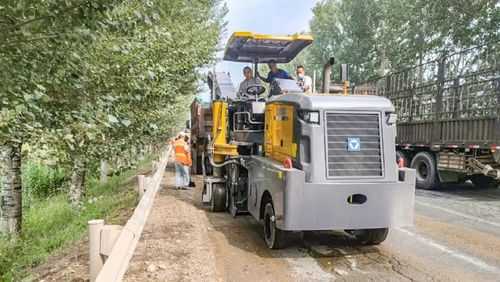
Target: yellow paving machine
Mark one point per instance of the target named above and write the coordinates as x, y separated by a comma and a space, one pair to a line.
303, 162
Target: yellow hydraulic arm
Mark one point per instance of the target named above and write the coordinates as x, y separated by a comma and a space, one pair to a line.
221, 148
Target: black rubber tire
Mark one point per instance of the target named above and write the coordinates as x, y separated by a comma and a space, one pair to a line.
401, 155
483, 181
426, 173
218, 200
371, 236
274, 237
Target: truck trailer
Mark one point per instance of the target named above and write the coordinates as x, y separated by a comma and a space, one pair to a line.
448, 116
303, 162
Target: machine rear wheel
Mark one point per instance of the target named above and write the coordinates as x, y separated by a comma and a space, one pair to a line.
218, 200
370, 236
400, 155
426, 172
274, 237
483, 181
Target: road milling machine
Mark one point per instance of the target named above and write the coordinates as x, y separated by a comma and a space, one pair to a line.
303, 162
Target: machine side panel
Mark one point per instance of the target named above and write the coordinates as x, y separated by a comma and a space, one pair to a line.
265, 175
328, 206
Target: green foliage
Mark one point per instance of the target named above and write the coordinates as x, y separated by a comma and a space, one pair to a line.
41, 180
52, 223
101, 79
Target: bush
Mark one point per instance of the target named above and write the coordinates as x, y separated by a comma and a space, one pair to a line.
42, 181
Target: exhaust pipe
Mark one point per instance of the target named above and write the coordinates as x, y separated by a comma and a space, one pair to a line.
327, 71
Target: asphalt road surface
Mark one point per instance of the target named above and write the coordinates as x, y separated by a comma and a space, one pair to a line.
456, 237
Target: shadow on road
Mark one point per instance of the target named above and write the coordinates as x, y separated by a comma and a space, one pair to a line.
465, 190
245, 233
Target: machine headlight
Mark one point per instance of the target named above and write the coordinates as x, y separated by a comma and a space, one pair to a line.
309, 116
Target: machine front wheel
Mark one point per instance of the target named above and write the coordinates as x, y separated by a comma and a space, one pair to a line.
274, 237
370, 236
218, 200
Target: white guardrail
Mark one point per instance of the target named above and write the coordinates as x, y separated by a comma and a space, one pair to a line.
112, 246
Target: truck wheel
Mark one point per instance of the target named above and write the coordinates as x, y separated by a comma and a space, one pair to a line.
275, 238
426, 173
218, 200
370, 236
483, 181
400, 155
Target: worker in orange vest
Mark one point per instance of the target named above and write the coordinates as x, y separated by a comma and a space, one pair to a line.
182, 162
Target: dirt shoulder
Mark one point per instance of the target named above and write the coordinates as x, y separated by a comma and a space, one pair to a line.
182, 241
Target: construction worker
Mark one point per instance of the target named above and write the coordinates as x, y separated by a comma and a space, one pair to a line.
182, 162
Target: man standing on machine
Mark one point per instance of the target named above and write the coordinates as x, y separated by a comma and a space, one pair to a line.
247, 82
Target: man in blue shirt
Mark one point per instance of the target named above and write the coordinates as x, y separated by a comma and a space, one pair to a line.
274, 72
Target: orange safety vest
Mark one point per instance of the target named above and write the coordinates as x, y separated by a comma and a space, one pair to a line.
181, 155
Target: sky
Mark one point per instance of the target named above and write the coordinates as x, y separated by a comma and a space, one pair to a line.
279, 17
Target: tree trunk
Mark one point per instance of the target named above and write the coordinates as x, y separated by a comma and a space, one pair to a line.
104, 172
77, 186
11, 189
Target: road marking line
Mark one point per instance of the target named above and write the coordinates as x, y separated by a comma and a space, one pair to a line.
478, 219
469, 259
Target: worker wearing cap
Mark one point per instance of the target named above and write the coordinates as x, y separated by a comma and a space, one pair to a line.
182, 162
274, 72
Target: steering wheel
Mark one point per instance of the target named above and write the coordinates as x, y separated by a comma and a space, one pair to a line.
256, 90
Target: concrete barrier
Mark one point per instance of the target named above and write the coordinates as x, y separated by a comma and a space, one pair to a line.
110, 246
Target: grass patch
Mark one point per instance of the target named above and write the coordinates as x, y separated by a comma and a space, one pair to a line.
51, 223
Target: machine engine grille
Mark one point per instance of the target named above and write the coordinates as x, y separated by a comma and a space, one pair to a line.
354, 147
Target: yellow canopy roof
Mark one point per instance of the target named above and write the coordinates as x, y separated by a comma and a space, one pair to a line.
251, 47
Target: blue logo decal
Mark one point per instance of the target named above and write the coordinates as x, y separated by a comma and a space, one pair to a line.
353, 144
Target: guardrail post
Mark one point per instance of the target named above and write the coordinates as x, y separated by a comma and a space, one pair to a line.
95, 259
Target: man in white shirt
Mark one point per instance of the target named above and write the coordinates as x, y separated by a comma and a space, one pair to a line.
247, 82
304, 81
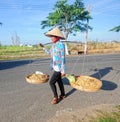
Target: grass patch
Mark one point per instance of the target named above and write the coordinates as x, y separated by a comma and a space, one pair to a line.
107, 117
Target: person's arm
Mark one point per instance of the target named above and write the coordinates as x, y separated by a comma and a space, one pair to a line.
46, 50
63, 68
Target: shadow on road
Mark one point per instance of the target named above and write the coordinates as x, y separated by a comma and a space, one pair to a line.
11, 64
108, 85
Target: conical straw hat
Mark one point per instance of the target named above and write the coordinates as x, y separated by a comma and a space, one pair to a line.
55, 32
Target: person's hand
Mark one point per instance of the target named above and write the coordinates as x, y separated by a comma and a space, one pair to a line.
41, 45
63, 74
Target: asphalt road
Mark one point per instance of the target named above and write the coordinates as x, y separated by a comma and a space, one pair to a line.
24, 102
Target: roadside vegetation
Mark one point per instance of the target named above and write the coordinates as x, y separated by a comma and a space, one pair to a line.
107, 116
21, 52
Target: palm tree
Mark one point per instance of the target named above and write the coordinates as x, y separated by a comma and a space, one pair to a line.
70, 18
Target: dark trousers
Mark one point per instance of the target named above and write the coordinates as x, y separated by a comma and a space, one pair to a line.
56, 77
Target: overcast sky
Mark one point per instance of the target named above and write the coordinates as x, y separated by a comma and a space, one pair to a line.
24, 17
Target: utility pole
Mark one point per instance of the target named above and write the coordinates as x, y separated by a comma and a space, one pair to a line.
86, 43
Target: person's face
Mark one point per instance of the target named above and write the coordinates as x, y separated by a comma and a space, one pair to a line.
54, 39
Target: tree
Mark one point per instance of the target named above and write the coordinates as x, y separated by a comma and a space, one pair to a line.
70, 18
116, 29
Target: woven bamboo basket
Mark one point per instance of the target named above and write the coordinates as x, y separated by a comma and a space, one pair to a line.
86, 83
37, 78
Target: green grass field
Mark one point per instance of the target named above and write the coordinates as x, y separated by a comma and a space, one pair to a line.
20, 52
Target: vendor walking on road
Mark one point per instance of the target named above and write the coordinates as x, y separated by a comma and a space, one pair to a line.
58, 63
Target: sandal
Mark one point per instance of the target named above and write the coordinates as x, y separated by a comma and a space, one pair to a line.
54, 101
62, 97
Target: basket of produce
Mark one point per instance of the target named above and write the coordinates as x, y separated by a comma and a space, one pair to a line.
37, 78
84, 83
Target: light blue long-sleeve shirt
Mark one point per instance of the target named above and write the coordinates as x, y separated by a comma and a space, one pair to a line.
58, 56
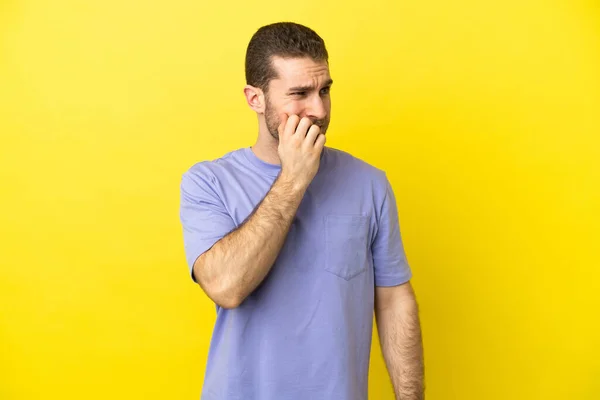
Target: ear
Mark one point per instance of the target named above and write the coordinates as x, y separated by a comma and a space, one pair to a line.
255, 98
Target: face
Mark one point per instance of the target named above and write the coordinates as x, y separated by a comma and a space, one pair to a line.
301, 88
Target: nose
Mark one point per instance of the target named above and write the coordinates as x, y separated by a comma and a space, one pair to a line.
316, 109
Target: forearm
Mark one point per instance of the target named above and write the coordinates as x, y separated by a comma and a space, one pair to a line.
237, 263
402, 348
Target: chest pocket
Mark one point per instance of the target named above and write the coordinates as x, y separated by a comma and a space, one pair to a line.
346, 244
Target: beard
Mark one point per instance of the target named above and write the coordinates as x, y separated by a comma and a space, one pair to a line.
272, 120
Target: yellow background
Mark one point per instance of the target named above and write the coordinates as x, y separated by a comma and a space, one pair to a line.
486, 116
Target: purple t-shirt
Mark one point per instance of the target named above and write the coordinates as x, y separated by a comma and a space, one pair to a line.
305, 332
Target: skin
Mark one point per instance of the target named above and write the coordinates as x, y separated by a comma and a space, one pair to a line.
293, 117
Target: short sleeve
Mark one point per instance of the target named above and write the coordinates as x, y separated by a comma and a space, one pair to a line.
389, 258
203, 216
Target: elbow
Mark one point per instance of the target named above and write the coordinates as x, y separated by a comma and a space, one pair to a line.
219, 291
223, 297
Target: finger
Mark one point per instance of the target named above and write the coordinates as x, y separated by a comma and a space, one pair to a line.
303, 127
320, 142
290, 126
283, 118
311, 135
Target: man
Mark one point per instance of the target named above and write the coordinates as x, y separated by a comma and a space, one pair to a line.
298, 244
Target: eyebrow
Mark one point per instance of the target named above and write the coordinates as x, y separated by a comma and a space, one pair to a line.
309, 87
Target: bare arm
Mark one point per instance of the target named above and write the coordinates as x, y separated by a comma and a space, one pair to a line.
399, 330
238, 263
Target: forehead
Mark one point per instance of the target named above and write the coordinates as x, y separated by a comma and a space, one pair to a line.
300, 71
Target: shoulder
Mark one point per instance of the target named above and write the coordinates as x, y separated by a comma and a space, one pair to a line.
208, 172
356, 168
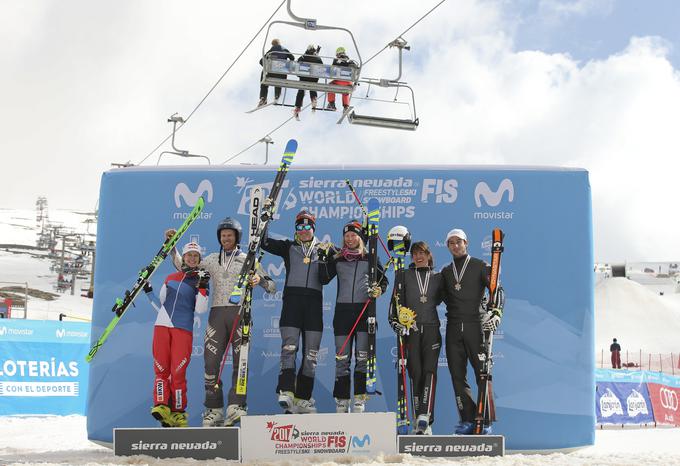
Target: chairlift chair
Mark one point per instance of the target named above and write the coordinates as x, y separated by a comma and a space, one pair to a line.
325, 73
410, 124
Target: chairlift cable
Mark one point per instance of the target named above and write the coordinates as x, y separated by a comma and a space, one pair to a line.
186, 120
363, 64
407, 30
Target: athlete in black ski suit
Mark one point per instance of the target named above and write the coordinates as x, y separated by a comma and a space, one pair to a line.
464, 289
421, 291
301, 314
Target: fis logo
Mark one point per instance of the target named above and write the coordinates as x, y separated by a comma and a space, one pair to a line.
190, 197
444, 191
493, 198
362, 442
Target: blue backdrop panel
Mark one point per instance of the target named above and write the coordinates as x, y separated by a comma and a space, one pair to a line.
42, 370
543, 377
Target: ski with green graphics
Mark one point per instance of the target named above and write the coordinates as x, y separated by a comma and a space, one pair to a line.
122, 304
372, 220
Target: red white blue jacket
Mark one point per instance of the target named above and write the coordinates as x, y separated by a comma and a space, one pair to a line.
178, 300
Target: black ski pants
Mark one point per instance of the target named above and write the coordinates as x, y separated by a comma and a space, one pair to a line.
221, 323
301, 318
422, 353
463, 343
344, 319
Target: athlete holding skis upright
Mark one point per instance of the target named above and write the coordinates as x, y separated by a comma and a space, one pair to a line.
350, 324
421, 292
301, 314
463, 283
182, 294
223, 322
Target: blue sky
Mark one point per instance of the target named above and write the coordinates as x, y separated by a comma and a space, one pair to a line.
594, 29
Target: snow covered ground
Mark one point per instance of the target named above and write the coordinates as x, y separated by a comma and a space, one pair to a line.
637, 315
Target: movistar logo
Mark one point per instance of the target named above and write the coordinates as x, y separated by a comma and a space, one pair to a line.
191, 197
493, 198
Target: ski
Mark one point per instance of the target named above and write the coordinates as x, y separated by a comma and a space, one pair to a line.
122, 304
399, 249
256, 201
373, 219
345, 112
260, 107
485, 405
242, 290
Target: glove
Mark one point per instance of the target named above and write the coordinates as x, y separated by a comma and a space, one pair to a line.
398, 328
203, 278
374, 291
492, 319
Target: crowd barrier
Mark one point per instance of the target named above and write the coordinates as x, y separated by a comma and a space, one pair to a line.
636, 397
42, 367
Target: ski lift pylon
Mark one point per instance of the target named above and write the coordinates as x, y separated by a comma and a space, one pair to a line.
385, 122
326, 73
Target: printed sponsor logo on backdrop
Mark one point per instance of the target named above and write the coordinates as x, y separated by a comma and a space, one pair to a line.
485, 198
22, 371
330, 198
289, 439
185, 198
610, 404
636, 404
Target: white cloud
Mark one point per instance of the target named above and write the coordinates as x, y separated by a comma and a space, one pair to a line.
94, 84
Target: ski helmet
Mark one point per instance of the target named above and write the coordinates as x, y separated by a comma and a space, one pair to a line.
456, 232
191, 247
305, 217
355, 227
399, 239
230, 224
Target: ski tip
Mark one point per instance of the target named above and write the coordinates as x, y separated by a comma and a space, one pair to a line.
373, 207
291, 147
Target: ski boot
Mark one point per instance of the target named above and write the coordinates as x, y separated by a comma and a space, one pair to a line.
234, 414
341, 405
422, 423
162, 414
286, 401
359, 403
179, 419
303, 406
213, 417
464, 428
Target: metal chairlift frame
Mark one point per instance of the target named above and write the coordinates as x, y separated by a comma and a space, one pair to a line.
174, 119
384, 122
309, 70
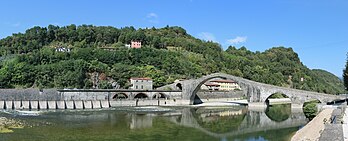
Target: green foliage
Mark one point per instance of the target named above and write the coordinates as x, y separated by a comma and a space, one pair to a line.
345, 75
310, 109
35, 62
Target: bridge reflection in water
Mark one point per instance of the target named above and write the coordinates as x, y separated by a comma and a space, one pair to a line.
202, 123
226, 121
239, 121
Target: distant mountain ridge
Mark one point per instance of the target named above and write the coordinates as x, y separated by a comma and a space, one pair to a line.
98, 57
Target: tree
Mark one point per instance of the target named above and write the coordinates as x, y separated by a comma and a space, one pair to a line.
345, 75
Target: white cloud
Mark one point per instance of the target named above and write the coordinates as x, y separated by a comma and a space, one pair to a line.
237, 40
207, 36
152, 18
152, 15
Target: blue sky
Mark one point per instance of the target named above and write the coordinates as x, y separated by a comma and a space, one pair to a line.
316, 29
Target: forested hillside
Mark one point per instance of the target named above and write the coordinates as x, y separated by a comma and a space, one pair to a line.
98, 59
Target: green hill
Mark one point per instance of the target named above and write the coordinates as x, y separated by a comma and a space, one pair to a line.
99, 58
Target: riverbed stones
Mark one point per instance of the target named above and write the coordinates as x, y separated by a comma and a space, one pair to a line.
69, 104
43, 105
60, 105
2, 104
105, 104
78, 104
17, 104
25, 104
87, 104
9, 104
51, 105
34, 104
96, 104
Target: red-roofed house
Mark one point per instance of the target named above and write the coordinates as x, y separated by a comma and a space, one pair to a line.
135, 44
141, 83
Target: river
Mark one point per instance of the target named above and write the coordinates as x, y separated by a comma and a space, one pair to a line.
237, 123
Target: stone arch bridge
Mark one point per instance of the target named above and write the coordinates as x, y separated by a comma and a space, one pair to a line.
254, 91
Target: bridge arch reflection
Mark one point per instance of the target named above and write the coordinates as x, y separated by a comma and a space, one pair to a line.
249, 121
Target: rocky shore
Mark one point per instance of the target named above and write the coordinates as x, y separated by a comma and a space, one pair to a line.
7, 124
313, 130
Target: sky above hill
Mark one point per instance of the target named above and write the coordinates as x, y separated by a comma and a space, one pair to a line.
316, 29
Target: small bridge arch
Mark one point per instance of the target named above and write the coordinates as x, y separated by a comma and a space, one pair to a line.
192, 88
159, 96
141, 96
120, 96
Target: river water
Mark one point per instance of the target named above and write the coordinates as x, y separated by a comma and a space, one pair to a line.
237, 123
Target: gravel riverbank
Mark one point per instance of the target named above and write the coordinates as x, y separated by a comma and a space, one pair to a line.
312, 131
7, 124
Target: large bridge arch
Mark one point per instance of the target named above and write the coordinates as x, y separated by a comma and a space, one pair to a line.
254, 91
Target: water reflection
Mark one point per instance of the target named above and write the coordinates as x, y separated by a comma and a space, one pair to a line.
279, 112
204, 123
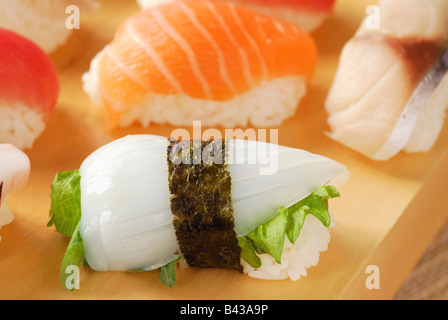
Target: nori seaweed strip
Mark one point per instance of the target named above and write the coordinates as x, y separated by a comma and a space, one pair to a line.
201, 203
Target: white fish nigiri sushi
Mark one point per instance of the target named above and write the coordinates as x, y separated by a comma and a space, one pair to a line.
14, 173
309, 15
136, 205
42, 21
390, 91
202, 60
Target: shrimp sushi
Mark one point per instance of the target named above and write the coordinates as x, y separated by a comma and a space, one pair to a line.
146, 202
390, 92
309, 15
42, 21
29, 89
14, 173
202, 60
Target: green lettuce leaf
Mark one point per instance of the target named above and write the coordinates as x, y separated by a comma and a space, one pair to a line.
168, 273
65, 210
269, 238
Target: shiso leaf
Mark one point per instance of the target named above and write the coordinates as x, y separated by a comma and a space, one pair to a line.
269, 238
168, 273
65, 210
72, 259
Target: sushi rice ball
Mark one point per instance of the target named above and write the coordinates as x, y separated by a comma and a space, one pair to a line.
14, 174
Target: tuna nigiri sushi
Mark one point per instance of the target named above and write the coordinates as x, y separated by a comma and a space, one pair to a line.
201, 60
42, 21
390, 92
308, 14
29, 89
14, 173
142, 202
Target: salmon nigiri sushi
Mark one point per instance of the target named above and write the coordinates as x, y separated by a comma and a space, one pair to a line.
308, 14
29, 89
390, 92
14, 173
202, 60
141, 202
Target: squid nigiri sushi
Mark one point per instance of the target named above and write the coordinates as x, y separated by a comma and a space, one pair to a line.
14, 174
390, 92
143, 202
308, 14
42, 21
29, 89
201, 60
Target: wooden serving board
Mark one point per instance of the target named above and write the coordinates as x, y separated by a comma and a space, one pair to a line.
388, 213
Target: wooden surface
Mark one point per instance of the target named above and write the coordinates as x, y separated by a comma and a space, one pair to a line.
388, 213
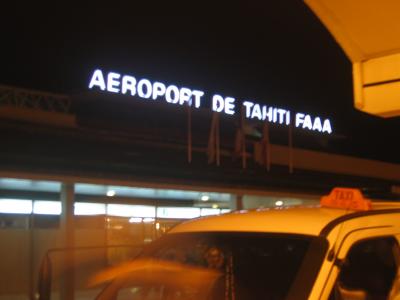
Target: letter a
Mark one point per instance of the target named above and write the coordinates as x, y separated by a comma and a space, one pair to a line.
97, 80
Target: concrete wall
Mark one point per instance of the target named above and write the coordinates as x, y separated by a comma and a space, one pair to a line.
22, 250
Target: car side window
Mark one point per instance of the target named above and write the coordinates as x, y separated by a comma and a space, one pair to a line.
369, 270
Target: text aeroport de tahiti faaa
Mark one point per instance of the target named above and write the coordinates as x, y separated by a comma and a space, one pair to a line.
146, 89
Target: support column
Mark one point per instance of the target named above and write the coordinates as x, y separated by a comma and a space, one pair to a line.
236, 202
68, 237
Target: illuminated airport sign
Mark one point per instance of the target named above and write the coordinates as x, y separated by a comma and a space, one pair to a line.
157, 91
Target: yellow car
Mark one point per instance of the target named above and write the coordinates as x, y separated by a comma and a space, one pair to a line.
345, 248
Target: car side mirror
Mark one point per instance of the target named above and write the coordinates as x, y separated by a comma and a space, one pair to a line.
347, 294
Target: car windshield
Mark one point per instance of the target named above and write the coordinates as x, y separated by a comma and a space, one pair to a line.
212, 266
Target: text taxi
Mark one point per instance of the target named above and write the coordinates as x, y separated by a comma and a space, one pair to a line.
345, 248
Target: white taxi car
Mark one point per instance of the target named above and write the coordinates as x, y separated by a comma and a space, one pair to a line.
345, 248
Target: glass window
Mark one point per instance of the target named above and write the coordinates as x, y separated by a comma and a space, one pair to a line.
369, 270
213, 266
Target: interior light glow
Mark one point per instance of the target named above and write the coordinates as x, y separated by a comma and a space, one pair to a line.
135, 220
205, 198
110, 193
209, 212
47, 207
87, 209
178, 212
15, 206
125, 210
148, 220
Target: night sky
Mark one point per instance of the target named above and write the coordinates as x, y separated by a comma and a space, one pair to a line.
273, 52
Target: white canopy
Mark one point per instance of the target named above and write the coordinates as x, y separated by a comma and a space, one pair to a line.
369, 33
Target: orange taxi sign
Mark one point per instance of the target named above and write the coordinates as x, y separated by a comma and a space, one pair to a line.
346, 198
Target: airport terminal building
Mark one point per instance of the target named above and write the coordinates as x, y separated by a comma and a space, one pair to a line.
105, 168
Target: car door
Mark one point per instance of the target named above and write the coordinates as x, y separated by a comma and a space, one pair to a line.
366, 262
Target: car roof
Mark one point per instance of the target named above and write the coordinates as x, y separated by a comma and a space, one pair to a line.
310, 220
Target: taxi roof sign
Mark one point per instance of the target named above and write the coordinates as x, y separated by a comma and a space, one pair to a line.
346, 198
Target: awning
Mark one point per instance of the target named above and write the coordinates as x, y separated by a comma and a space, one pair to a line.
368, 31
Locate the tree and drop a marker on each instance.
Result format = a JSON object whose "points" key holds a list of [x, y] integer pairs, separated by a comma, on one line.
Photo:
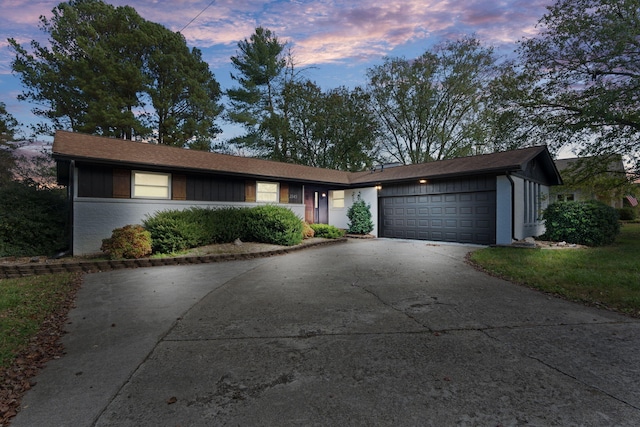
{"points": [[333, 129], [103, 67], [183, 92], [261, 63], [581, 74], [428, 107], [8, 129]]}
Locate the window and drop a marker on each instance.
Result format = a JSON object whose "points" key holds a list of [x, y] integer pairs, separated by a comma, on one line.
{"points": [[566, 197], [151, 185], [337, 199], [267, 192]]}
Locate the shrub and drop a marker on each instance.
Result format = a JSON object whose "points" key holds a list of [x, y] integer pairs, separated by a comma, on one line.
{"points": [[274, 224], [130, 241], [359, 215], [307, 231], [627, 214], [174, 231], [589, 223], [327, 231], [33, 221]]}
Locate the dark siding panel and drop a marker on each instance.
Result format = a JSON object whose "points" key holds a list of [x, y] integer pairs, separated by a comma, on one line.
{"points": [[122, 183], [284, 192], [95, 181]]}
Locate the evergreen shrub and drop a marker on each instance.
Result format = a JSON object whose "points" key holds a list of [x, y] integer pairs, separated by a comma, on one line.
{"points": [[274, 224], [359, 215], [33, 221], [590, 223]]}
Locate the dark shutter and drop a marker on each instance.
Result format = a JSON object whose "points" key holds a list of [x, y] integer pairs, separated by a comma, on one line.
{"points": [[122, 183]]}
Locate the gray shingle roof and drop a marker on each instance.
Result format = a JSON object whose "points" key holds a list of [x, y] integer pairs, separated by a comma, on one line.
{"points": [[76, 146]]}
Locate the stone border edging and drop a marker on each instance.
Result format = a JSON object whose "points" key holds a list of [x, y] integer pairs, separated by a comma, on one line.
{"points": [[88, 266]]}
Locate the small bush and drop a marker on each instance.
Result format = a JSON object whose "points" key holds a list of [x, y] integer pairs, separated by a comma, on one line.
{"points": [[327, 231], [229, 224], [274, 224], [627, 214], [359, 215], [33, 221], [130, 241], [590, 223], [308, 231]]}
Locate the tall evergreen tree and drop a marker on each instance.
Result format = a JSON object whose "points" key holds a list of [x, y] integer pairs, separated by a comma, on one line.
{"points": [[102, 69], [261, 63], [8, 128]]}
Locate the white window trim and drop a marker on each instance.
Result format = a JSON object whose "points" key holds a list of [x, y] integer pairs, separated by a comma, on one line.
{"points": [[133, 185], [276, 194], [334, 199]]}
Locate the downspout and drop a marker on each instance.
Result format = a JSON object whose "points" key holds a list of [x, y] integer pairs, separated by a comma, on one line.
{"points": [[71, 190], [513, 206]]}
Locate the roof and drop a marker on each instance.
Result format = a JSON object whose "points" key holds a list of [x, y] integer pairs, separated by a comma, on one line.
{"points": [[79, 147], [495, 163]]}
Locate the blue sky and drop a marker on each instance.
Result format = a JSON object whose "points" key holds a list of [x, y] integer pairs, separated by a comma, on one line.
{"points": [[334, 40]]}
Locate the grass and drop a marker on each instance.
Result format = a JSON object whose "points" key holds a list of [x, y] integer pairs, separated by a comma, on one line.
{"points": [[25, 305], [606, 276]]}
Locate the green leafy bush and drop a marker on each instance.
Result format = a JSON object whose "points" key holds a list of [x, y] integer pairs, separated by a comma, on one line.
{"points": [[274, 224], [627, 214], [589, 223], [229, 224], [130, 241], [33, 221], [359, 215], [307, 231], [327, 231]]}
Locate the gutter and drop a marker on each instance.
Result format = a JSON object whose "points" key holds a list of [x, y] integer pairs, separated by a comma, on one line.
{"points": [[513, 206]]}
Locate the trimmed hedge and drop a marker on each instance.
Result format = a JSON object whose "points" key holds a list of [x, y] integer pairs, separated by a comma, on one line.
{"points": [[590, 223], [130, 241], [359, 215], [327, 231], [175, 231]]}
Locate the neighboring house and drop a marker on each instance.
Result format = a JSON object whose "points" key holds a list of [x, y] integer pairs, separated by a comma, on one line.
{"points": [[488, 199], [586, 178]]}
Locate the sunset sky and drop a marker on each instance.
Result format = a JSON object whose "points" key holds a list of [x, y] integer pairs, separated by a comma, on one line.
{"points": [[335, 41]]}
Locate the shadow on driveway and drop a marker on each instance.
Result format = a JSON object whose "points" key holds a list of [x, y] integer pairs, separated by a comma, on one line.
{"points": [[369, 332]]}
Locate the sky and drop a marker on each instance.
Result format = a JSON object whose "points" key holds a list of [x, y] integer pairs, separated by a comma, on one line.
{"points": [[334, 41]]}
========================
#### Task requirements:
Going through the material, find each line with the string "machine". Then state only how many there are.

#### Reply to the exercise:
8